▸ Task prompt:
Every line from the one containing "Reviewer check: make sure each instance of the statue's collar" to the final line of the material below must be reproduced exactly; leave out all other lines.

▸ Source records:
..............................

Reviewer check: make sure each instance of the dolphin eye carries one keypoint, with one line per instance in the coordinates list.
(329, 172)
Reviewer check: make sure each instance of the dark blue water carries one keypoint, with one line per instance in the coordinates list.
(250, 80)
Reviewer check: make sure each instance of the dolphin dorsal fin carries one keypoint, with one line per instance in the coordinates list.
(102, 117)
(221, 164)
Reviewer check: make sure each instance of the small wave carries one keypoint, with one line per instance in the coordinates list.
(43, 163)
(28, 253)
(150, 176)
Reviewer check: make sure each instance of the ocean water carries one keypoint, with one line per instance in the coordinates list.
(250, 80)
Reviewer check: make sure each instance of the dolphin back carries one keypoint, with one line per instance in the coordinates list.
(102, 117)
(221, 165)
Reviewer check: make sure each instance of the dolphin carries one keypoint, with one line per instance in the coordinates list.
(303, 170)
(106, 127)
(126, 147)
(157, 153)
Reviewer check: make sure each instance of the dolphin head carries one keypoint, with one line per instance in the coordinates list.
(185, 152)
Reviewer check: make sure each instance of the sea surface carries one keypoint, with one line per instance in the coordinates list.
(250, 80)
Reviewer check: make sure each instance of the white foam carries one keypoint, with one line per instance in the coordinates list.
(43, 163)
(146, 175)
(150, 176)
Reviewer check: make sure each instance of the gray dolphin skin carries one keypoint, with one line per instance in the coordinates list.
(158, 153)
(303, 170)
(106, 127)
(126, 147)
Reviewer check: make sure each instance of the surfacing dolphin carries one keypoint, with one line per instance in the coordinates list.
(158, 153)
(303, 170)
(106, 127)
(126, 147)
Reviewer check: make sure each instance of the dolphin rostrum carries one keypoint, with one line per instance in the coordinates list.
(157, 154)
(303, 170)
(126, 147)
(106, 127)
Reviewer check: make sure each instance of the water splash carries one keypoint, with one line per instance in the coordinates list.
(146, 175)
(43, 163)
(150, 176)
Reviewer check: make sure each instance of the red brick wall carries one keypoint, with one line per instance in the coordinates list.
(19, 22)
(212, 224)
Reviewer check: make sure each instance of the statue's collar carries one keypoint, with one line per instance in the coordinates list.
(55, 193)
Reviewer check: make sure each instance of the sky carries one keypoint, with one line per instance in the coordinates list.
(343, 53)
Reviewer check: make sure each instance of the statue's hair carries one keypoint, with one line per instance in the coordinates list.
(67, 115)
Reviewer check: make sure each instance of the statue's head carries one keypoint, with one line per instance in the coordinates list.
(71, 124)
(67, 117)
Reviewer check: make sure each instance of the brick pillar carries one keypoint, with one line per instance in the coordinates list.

..............................

▸ Solution for this task:
Reviewer check: make sure each instance of the statue's collar carries one keypoint, with one line per instance in the coordinates list.
(55, 193)
Reviewer check: make sure each instance of the sky carries one keypoint, with one line per instance in the coordinates list.
(343, 53)
Reviewer check: make sure each instance of the statue's hair carries one keypoint, with one line per instance in the coordinates list.
(67, 115)
Reviewer check: make sure each instance of the statue's head carries one keypoint, with one line per instance in the coordinates list.
(71, 124)
(67, 117)
Reviewer check: make sure each instance of the brick pillar carries one keypoint, with one line per instance in the coordinates list.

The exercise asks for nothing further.